▸ **PROBLEM SET**:
**A.** From the floor equation thread, print the passage from "graphically the solutions" up to and including "analysis, if possible.".
**B.** Answer these about the floor equation thread:
(i) What two solutions does the asker report finding graphically?
(ii) Which tag on the query leads Answer 1 to rule out Calculus methods?
(iii) In Case 1, which value of n is checked by hand and found to give a solution?
**C.** Pick up the floor equation thread after its last sentence and keep writing it.

▸ **EXTRACTED TEXT**:
━━━━━━━━

Solving $x^2-\lfloor x\rfloor -4=0$

Question

$$x^2-\lfloor x\rfloor -4=0$$

I plotted a graph for this, and it is pretty easy to find the solution graphically. However, how do I do it numerically?

graphically the solutions are 2.449 and -1.414

Answer 1

Following through on the edited equation :
$\displaystyle x^2 - \lfloor x\rfloor - 4 = 0$,
the real challenge is to attack this problem analytically, without Calculus,
given that the query includes the algebra-precalculus tag.
This means that such Calculus methods as taking the derivative are barred.

This also means, (since an analytical method is being sought), that it is better to avoid graphical analysis, if possible.

Since $\displaystyle x^2 - 4 = \lfloor x\rfloor$, which is an integer, you need to find $x$ such that $x^2$ is an integer.

Let $n \in \Bbb{Z}, n \geq 0$ be taken so that $n = x^2.$

You now have to consider two distinct cases:

---

$\underline{\text{Case 1:} ~n - 4 \geq 0}.$
Since $\lfloor x\rfloor = (n-4) \geq 0$, and $x^2 = n$, you know that
$\displaystyle \lfloor x\rfloor = \left\lfloor ~\left| ~\sqrt{n} ~\right| ~\right\rfloor \geq 0.$

Therefore, $\displaystyle (n-4) = \left\lfloor ~\left|\sqrt{n}\right| ~\right\rfloor.$
Therefore, $\displaystyle (n-4) \leq \left| ~\sqrt{n} ~\right| < (n-3).$

Therefore,
$\displaystyle (n^2 - 8n + 16) \leq n < (n^2 - 6n + 9) \implies $
$\displaystyle (n^2 - 9n + 16) \leq 0 < (n^2 - 7n + 9) \implies $

$\displaystyle \left(n - \frac{9}{2}\right)^2 - \frac{17}{4} \leq 0 < \left(n - \frac{7}{2}\right)^2 - \frac{13}{4}.$

With $(n-4)$ assumed $\geq 0$
note that $[7 - (9/2)]^2 - (17/4) > 0$ and $[5 - (7/2)]^2 - (13/4) < 0$.

Therefore, if there is any solution, when $(n-4) \geq 0$ it will require that
$7 > n > 5.$

Manually checking $x^2 = n = 6$, with $\lfloor x\rfloor = (n-4) = 2$, you see that $2 \leq \sqrt{6} < 3.$

Therefore, $n = x^2 = 6 \implies x = |\sqrt{6}|$ is in fact a solution.

━━━━━━━━

Collection entries

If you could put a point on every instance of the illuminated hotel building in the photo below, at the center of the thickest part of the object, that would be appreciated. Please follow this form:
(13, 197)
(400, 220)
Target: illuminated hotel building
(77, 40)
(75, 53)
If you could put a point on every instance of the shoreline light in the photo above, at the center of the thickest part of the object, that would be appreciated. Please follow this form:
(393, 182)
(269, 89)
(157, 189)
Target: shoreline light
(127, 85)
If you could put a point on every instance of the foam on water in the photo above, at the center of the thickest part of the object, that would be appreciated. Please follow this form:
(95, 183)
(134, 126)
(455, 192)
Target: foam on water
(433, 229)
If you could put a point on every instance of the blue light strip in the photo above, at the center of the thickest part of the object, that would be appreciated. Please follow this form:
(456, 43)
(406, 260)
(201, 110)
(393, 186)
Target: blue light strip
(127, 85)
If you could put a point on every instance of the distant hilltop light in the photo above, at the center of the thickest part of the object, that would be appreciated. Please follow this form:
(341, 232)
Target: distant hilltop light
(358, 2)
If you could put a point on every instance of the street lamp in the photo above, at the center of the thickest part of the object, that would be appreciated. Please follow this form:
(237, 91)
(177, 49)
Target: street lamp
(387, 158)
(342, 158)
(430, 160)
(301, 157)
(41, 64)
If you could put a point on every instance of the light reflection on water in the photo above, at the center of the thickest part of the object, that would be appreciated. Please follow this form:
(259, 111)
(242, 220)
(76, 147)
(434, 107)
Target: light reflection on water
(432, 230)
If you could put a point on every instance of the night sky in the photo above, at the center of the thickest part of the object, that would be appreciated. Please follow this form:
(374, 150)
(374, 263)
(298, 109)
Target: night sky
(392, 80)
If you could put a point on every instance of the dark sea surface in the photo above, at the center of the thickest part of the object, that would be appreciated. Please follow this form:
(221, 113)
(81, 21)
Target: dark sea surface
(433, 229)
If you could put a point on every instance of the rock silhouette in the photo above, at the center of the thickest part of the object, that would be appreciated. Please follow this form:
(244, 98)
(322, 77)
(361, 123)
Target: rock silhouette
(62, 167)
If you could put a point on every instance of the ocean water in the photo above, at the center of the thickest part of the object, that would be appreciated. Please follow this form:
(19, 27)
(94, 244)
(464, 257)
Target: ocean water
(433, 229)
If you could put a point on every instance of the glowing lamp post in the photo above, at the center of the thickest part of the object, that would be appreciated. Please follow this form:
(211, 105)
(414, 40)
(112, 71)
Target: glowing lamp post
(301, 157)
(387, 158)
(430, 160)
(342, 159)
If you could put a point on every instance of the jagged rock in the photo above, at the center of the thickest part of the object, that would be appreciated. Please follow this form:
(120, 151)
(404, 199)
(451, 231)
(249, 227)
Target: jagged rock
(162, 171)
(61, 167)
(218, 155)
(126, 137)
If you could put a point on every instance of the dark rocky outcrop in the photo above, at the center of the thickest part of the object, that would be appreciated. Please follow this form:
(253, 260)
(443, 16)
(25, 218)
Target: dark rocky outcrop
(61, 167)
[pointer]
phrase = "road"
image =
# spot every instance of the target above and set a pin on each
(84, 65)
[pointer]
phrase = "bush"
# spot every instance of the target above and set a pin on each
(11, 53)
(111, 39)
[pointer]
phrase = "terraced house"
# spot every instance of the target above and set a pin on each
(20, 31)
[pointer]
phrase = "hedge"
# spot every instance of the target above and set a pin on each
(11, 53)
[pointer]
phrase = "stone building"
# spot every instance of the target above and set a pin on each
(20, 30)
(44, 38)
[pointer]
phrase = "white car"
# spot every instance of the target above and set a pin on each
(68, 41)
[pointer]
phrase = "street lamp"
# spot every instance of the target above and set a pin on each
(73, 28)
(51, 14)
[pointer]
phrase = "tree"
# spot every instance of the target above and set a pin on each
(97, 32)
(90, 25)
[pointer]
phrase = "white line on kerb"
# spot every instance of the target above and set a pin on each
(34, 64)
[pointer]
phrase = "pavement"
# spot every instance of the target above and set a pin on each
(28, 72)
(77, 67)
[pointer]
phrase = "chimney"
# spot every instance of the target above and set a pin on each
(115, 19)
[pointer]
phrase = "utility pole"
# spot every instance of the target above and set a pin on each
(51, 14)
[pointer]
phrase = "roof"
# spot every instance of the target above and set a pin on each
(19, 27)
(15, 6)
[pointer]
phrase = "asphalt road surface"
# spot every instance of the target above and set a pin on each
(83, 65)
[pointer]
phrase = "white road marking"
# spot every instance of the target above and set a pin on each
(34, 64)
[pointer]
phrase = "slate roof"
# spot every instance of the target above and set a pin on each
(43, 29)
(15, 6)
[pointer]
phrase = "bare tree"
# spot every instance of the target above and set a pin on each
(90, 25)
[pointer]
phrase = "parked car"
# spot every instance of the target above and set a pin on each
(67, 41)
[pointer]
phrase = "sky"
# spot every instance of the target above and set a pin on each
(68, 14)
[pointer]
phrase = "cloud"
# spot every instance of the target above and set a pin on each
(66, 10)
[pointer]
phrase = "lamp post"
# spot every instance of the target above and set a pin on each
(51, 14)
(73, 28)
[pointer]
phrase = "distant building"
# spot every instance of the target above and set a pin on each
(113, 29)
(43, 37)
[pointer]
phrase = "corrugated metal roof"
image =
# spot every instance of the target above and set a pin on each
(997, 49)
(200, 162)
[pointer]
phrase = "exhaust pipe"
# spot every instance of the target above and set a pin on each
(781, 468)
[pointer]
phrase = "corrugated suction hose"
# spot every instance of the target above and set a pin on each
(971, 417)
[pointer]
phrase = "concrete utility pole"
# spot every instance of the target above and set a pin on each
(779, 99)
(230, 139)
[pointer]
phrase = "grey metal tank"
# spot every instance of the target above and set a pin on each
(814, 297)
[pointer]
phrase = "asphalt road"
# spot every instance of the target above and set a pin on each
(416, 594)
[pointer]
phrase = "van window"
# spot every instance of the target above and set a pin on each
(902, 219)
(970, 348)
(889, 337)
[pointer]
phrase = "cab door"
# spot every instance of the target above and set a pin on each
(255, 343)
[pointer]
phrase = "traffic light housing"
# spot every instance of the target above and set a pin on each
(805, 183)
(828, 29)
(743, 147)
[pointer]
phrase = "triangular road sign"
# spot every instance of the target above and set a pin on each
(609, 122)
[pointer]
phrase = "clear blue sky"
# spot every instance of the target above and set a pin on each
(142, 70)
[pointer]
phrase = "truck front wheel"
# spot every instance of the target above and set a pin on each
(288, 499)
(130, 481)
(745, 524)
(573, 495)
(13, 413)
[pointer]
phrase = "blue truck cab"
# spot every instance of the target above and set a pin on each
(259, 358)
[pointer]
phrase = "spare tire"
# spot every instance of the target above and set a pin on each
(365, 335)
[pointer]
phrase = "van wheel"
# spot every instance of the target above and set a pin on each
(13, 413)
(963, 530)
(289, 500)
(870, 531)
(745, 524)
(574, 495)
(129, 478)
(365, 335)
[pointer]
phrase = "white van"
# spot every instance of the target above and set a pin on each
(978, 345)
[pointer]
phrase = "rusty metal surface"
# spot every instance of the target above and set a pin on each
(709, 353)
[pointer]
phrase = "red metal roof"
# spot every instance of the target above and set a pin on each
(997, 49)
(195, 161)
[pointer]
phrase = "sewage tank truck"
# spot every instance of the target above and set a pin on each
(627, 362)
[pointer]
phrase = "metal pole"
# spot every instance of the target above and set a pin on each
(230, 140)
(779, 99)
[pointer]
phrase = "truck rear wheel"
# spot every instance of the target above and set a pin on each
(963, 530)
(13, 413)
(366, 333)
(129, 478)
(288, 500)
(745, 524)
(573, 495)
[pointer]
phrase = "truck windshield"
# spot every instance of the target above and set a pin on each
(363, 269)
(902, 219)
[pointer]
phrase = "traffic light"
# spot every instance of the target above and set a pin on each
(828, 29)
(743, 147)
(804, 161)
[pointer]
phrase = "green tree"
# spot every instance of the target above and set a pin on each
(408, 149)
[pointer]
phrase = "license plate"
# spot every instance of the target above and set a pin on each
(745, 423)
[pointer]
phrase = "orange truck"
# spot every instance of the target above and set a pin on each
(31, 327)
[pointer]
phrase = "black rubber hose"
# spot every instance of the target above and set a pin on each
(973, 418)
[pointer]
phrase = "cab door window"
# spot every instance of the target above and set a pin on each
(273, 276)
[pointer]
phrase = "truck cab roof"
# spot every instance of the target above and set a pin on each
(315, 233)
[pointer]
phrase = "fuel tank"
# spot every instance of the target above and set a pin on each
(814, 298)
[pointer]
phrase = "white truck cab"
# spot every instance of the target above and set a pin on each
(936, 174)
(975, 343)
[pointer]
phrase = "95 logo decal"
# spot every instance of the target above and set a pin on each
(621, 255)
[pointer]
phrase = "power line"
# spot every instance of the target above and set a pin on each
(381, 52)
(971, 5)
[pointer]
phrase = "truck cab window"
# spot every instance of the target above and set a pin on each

━━━━━━━━

▸ **ANSWERS PROVIDED**:
**A.**
graphically the solutions are 2.449 and -1.414

Answer 1

Following through on the edited equation :
$\displaystyle x^2 - \lfloor x\rfloor - 4 = 0$,
the real challenge is to attack this problem analytically, without Calculus,
given that the query includes the algebra-precalculus tag.
This means that such Calculus methods as taking the derivative are barred.

This also means, (since an analytical method is being sought), that it is better to avoid graphical analysis, if possible.

**B.**
(i) 2.449 and -1.414
(ii) The algebra-precalculus tag
(iii) n = 6, so x = |√6| is a solution

**C.**
---

$\underline{\text{Case 2:} ~n - 4 < 0}.$
Since $\lfloor x\rfloor = (n-4) < 0$, and $x^2 = n$, you know that
$\displaystyle \lfloor x\rfloor = \left\lfloor ~- \left| ~\sqrt{n} ~\right| ~\right\rfloor < 0.$

Therefore, $\displaystyle (n-4) = \left\lfloor ~- \left|\sqrt{n}\right| ~\right\rfloor.$
Therefore, $\displaystyle (n-4) \leq - \left| ~\sqrt{n} ~\right| < (n-3) \leq 0 $ [because $(n-4) < 0$].

Therefore,
$\displaystyle (n^2 - 8n + 16) \geq n > (n^2 - 6n + 9) \implies $
$\displaystyle (n^2 - 9n + 16) \geq 0 > (n^2 - 7n + 9) \implies $

$\displaystyle \left(n - \frac{9}{2}\right)^2 - \frac{17}{4} \geq 0 > \left(n - \frac{7}{2}\right)^2 - \frac{13}{4}.$

With $(n-4)$ assumed $< 0$
note that $[3 - (9/2)]^2 - (17/4) < 0$ and $[1 - (7/2)]^2 - (13/4) > 0$.

Therefore, if there is any solution, when $(n-4) < 0$ it will require that
$3 > n > 1.$

Manually checking $x^2 = n = 2$, with $\lfloor x\rfloor = (n-4) = -2$, you see that $-2 \leq - \sqrt{2} < -1.$

Therefore, $n = x^2 = 2 \implies x = -| \sqrt{2}|$ is in fact a solution.

Answer 2

You have shown the graph of the quadratic equation in your question. However, you have the cubic equation.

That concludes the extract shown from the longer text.